◆ What is expected ◆
Give the items below again with every "lesson" switched to "exercise" and everything else left unchanged.

◆ Extracted data ◆
>> begin

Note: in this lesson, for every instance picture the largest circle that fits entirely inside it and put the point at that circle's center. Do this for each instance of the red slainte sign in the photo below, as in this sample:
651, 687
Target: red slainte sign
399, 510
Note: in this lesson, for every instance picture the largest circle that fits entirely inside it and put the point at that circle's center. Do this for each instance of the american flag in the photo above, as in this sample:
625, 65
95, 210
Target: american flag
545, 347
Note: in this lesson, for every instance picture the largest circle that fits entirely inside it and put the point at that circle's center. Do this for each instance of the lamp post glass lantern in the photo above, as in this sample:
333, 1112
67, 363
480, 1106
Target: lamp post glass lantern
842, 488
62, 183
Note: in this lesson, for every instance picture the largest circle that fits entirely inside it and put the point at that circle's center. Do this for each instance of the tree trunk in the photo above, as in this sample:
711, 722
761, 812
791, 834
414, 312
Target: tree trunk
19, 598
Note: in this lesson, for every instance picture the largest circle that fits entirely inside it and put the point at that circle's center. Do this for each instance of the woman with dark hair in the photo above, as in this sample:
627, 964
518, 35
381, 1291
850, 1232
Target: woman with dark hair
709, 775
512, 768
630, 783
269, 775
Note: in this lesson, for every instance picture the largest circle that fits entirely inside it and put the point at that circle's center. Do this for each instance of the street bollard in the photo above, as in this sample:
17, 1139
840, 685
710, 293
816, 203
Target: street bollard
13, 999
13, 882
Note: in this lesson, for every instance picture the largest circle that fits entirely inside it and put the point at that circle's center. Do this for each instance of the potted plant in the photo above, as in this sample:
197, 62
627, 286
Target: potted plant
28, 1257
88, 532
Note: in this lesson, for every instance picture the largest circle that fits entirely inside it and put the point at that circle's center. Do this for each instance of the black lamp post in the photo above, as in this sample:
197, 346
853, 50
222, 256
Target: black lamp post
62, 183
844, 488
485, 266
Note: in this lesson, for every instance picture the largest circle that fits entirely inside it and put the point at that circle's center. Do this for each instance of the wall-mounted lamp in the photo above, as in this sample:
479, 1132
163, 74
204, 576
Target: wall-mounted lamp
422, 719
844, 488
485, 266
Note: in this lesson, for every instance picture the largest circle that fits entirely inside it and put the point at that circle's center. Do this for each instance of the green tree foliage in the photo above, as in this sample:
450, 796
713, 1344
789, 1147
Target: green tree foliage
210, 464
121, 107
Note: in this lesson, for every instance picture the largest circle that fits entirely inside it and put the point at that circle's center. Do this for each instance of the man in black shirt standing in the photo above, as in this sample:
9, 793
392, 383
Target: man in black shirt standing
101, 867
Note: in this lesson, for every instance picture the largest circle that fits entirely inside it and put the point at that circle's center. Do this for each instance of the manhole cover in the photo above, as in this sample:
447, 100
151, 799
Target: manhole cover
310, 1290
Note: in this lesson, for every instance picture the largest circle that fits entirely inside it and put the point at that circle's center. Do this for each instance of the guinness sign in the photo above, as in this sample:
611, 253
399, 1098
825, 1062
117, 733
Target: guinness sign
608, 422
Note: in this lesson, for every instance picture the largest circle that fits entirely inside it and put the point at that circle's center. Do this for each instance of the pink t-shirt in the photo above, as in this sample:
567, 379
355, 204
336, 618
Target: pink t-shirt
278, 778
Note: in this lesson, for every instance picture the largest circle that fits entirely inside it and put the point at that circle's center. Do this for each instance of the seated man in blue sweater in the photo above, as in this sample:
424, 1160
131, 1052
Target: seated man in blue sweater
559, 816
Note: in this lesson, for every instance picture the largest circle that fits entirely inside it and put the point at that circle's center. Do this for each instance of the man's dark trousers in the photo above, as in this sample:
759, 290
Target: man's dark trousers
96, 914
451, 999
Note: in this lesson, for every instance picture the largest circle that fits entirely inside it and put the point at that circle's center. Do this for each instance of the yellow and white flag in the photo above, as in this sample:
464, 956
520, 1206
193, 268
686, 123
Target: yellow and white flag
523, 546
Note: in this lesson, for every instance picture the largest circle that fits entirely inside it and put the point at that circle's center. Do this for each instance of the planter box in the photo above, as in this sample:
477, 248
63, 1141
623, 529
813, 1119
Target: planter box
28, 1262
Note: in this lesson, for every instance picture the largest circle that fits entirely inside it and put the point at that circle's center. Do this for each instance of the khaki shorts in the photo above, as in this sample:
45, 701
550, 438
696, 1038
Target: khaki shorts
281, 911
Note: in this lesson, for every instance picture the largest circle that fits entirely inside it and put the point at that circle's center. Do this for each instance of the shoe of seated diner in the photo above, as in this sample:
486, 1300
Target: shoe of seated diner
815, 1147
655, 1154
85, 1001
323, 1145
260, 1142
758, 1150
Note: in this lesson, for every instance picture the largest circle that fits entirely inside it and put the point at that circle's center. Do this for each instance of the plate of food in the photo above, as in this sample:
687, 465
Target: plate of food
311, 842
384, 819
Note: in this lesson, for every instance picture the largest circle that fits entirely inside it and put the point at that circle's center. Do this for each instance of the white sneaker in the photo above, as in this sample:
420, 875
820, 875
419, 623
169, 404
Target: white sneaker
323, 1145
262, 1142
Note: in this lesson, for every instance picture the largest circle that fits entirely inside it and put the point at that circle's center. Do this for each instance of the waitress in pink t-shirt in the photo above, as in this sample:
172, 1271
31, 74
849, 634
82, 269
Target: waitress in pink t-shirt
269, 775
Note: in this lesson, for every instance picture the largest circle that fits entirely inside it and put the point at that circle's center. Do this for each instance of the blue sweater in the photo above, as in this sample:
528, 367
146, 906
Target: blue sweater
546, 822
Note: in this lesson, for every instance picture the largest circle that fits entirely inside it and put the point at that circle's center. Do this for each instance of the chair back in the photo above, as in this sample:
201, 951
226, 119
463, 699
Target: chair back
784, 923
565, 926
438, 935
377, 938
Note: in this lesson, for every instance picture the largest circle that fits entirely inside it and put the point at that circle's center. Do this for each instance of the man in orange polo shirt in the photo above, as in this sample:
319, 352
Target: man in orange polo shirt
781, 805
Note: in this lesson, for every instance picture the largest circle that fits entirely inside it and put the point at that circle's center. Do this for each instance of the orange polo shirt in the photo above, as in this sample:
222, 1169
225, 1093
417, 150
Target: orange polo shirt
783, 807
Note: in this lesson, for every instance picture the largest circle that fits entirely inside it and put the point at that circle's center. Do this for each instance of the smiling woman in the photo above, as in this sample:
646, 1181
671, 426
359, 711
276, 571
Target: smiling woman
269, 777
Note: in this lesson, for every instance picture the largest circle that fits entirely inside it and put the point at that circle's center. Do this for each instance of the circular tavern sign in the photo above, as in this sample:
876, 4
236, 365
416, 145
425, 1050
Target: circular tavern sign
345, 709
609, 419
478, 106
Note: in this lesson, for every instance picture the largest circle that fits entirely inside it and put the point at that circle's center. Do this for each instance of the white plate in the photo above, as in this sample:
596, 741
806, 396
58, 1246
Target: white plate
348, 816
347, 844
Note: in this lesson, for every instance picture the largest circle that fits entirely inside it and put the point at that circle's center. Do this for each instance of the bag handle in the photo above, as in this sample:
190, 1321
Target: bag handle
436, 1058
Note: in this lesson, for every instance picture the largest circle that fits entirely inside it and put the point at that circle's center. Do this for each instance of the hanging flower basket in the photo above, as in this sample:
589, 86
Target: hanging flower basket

>> end

◆ Exercise answer ◆
Note: in this exercise, for every instance picture the largest circle that fits entirely inside it and put the point at that circle's center. Do this for each instance of the red slainte sign in the photo below, as in this sample:
651, 687
Target: red slainte sign
399, 510
Note: in this exercise, for every instance picture the largest circle that fits entirely inside it and put the point at that circle's center. Do this for each instance of the american flag in the photo above, as in this sample:
625, 65
95, 210
Target: american flag
545, 347
Note: in this exercise, for every instance picture the largest circle that fits entirely inside it and put the point at that circle's center. Do this for each instance of the lamp post glass lantern in the photo above, as in this sample:
333, 1112
67, 363
480, 1106
Target: lamp post glass lantern
842, 488
62, 183
Note: in this exercise, for every instance picture the largest circle that fits entirely inside it and put the point at that circle's center. Do this for each instance of the tree trunk in the photo above, as in this sample:
711, 722
761, 812
791, 834
414, 312
Target: tree trunk
19, 598
Note: in this exercise, for every instance picture the largest circle that fits entirely inside it and put the point at that circle's center. Do this for each instance of the woman with dark hair in the photo above, as in this sample:
627, 964
518, 35
381, 1291
850, 1232
Target: woman with dark hair
709, 775
512, 768
630, 783
269, 775
Note: in this exercise, for every instance picture the largest circle that fits entirely inside it and put the point at that circle's center. Do this for each instance of the street bollard in the photo above, as in this sample:
17, 1139
840, 685
710, 293
816, 203
Target: street bollard
13, 999
13, 882
Note: in this exercise, for every instance picture the largest circle that fits entirely inside it and put the point at that circle's center. Do this for each instance of the potted plant in the photo above, as in this sample:
197, 62
627, 286
Target: potted plant
28, 1257
88, 532
Note: in this exercise, for every instance picture the largest circle that fits entirely inside it and put the point at that circle's center. Do this for each instance of the black lamp post in the photo above, as in this sample:
197, 346
853, 50
222, 256
Target: black lamp post
62, 183
844, 488
485, 266
Note: in this exercise, for every instance picture the largest circle that fits entirely inside it and put the point at that circle's center. Do this for each instance of the wall-mounted lamp in the photo above, as in this sample:
479, 1132
163, 74
204, 576
Target: wall-mounted lamp
422, 719
844, 488
485, 266
Note: in this exercise, for every instance picture the largest circle that fits entirely inside it and put the point at that circle's center. Do this for each instance of the green tree foliage in the photo above, as in this sample:
450, 796
713, 1344
789, 1147
Target: green tree foliage
210, 464
121, 107
Note: in this exercise, for every instance picture the largest circle that fits entirely inside it and put the point at that circle's center. Do this for each instance of the man in black shirt standing in the photo above, as in this sample:
9, 793
392, 383
Target: man in black shirt standing
101, 867
Note: in this exercise, for every instance picture the largest circle that fits entirely inside it and put the point at that circle's center. Do this for each instance of the manhole cover in the photo above, as in this sample:
447, 100
151, 799
Target: manhole cover
310, 1290
Note: in this exercise, for every instance picture the largest circle that fits entirely inside it and put the point at that circle's center. Do this for each instance of the guinness sign in the photo above, as in this sample:
611, 253
399, 1098
825, 1062
117, 733
Target: guinness sign
608, 422
Note: in this exercise, for every instance picture the largest circle that fits entirely inside it and put the point at that circle's center. Do this for each instance of the pink t-shirt in the photo above, as in this sample:
567, 379
355, 204
336, 618
Target: pink t-shirt
278, 778
Note: in this exercise, for every instance picture the largest circle that fits entirely inside it and put the point at that circle's center. Do this for each instance of the seated man in blue sweater in the photo above, as in this sample:
424, 1160
131, 1052
Target: seated man in blue sweater
559, 816
Note: in this exercise, for every instance picture the largest circle that fits entirely inside it and put the point at that circle's center. Do this for each instance of the man's dark trousers in the photo above, as in this sample:
759, 290
Target: man's dark trousers
96, 914
451, 999
Note: in this exercise, for every instance picture the largest circle that fits entirely inside it and put the point at that circle's center. Do this for each instance of the yellow and white flag in the photo above, as in this sample:
464, 956
520, 1206
193, 268
686, 123
Target: yellow and white flag
523, 546
Note: in this exercise, for every instance picture the largest circle that fits entirely inside it and put the point at that circle's center. Do this for each instance of the planter box in the photo above, as in this sample:
477, 248
63, 1141
623, 529
813, 1119
Target: planter box
28, 1262
Note: in this exercise, for every instance picture the largest circle that fits entirely inside it and put the point at that circle's center. Do this for each instance of the khaki shorts in the photo above, as in this sample:
45, 701
550, 438
696, 1038
Target: khaki shorts
281, 911
Note: in this exercise, for every instance picture the largest circle that fits entirely inside it and put the point at that circle's center. Do this for each instance of the shoe of seated diner in the photo above, as in this sample:
486, 1300
Target: shoe of seated diner
815, 1147
655, 1154
85, 1001
323, 1145
260, 1142
758, 1150
Note: in this exercise, for every instance picture the largest circle that fits entirely inside it and put the point at that circle's center. Do this for each instance of the plate of food in the photo above, as in this sample:
687, 465
Target: plate of food
311, 842
384, 819
Note: in this exercise, for every instance picture the largest circle that fits entirely inside it and put the point at that circle's center. Do this for each instance of the white sneaker in the photo above, as in this sample:
420, 875
820, 875
419, 623
169, 404
Target: white sneaker
323, 1145
262, 1142
Note: in this exercise, for every instance picture the largest circle that fits entirely inside it and put the point at that circle's center. Do this for each instance of the waitress in pink t-shirt in the photo above, as in this sample:
172, 1271
31, 74
849, 634
82, 269
Target: waitress in pink t-shirt
269, 775
Note: in this exercise, for every instance picture the largest circle that fits entirely inside it and put the point at that circle's center. Do this for each instance of the blue sweater in the photo above, as in this sample:
528, 367
146, 906
Target: blue sweater
546, 822
Note: in this exercise, for every instance picture the largest circle that fits entirely inside it and put the point at that circle's center. Do this for each instance of the chair back in the photo above, as in this sample:
201, 951
226, 119
463, 699
Target: chair back
784, 923
565, 926
438, 935
377, 938
Note: in this exercise, for every instance picture the largest circle that fits entirely inside it and put the point at that circle's center. Do this for each instance of the man in orange polo shirt in the photo above, as in this sample:
319, 352
Target: man in orange polo shirt
781, 805
Note: in this exercise, for every instance picture the largest circle that fits entirely inside it and put the point at that circle's center. Do this for each instance of the orange polo shirt in the photo above, as in this sample:
222, 1169
225, 1093
417, 150
Target: orange polo shirt
783, 807
Note: in this exercise, for every instance picture the largest circle that fits entirely inside it and put the point at that circle's center. Do this for each instance of the smiling woman in the photo above, as in this sample:
646, 1181
671, 426
359, 711
276, 571
Target: smiling woman
269, 777
Note: in this exercise, for every instance picture the largest circle that fits entirely inside it and put the point at that circle's center. Do this for each instance of the circular tavern sign in the photo above, as in this sample:
876, 4
236, 365
416, 145
425, 1050
Target: circular tavern sign
345, 709
609, 419
478, 106
Note: in this exercise, for every instance picture the largest circle that fits entirely inside it and put the point at that circle's center. Do this for each instance of the white plate in the photo above, as in this sample:
596, 741
806, 396
58, 1246
Target: white plate
348, 816
347, 844
Note: in this exercise, for every instance picture the largest circle that fits entirely inside it and put the point at that circle's center. Do this for each instance of the bag handle in the photo above, as in this sample:
190, 1321
Target: bag handle
436, 1058
Note: in this exercise, for every instance picture the largest circle that fits entirely inside it and put the point at that circle's center. Do this for each instance of the hanging flower basket in the photo above, as in this sample:
589, 86
Target: hanging flower basket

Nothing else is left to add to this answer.